- BRIEF -
Extend the forum thread about a marriage in limbo with the reply that comes after its last post.

- PAGE EXCERPT -
* Start *

If your wife is going out a lot, perhaps you are providing her with too much money. I guess what I'm trying to say is that you are making things too easy for her. You feel she is staying with you because of the money and I can see your point. 

Hang in there; I know how the limbo life can be torture.


----------



## voivod

lmh11706 said:


> she says she just wants space to clear her head and to be alone and go out with her friends-space to do what exactly-go out to the club every sat nite-otherwise shes home with me and the kids every other night
> 
> 
> HOW LONG CAN I WAIT FOR HER TO FORGIVE-OR NOT.she has to decide at some point wheter she wants to save the marriage or divorce me.i told her i can not live this way for months and months.she knows i want to stay with her and feel sometimes shes just making me suffer.like i did to her.
> 
> 
> 
> everyone keeps telling me its not over-her family,my family-but if she felt any love for me when-maybe shes just not feeling it anymore-i dont know.but then lets end it and move on with our lives instead of living in limbo


sounds like the only "ME" time she wants is time at this club with this guy...am i wrong??

* End *

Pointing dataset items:
* Start *

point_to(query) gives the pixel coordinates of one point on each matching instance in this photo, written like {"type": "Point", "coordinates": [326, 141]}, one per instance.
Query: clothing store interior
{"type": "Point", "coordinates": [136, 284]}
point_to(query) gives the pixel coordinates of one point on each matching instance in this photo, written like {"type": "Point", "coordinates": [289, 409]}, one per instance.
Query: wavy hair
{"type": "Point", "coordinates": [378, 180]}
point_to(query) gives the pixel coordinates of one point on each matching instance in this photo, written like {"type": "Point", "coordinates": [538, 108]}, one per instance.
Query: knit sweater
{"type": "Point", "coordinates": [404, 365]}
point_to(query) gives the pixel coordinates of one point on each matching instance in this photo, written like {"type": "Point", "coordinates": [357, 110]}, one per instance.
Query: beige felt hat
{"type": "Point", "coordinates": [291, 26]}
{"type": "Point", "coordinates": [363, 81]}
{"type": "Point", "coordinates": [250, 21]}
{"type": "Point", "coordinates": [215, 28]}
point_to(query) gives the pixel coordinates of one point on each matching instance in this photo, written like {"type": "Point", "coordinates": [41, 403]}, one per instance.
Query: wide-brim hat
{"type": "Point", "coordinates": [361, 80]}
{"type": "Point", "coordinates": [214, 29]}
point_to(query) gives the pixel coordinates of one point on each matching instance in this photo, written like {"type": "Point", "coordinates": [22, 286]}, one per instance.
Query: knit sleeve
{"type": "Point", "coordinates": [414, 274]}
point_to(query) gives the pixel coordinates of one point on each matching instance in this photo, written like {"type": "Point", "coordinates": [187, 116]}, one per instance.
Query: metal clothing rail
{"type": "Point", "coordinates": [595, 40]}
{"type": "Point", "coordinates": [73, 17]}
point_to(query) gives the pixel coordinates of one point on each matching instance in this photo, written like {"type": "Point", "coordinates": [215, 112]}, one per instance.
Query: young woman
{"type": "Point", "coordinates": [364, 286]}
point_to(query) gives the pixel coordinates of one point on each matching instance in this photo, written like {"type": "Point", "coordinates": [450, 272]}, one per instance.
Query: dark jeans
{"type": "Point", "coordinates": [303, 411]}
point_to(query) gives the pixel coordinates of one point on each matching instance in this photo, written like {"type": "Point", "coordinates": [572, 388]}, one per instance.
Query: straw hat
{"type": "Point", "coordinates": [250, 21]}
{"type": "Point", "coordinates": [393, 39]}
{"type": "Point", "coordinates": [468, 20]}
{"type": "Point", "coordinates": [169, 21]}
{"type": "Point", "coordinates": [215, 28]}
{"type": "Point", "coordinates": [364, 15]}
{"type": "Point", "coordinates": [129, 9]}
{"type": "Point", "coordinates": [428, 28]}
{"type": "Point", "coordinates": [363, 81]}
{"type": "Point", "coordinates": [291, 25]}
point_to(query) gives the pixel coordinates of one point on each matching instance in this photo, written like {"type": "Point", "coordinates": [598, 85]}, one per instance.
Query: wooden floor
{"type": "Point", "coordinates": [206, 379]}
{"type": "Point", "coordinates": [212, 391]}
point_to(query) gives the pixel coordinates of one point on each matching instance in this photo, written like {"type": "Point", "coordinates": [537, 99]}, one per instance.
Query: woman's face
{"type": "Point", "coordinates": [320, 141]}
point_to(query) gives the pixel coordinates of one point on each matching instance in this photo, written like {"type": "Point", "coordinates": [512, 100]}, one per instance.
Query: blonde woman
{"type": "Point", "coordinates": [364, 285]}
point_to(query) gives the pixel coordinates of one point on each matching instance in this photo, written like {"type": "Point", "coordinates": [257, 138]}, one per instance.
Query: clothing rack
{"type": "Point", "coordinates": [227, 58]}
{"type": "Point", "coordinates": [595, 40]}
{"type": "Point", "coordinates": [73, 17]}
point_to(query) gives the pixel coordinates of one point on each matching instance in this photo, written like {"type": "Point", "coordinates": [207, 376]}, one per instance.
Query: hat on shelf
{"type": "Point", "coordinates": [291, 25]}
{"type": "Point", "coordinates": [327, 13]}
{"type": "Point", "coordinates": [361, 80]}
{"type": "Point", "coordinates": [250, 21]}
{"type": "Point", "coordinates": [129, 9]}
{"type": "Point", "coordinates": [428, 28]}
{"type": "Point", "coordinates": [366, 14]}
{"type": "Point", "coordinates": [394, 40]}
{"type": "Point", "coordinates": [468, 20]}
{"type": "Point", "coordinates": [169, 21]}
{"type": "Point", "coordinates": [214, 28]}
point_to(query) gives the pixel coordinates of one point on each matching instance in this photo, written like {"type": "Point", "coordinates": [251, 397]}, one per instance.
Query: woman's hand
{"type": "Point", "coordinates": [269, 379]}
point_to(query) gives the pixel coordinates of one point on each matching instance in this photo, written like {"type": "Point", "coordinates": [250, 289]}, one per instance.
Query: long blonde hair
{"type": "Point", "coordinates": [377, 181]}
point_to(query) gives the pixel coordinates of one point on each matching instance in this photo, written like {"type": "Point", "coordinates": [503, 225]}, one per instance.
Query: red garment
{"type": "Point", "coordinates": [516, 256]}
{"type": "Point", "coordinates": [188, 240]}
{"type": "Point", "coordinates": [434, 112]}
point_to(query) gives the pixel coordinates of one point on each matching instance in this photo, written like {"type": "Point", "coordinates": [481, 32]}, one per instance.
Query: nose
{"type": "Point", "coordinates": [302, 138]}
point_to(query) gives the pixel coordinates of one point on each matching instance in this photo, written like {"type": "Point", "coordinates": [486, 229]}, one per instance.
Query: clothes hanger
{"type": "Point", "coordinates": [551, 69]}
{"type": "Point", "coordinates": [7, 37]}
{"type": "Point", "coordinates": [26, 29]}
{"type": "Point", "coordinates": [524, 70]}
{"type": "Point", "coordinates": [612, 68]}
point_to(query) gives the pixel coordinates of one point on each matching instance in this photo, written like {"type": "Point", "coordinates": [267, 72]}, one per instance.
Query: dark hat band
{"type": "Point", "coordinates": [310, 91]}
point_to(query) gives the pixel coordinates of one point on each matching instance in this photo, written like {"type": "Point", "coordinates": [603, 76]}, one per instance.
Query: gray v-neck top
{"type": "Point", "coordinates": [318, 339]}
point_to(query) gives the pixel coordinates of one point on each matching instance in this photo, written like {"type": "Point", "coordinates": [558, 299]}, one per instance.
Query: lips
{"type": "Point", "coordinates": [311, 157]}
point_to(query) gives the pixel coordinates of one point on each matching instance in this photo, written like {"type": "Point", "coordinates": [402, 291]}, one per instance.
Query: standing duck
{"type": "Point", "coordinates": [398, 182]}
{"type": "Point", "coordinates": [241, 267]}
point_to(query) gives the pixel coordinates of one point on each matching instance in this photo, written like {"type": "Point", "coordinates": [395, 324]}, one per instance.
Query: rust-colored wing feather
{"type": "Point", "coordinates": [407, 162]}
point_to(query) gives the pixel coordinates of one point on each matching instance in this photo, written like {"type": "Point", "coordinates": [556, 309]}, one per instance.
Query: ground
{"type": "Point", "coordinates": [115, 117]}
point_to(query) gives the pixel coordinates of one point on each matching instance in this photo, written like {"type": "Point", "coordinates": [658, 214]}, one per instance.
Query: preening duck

* End *

- TASK ANSWER -
how long can you wait??? how bad do you want it to work out???

can YOU move on???you say "maybe it's time." well, is it? by how i read this you don't want that.

we could all ask ourselves that question. "is it time to move on" and the answer almost all the time would be a resounding "NO."
i suspect that's your answer too. i hope so.

btw--the family's opinions are just that, opinions. lucky for you they sound supportive. but careful who you use for focus groups. that could backfire.

good luck.

and maybe say a prayer. He listens.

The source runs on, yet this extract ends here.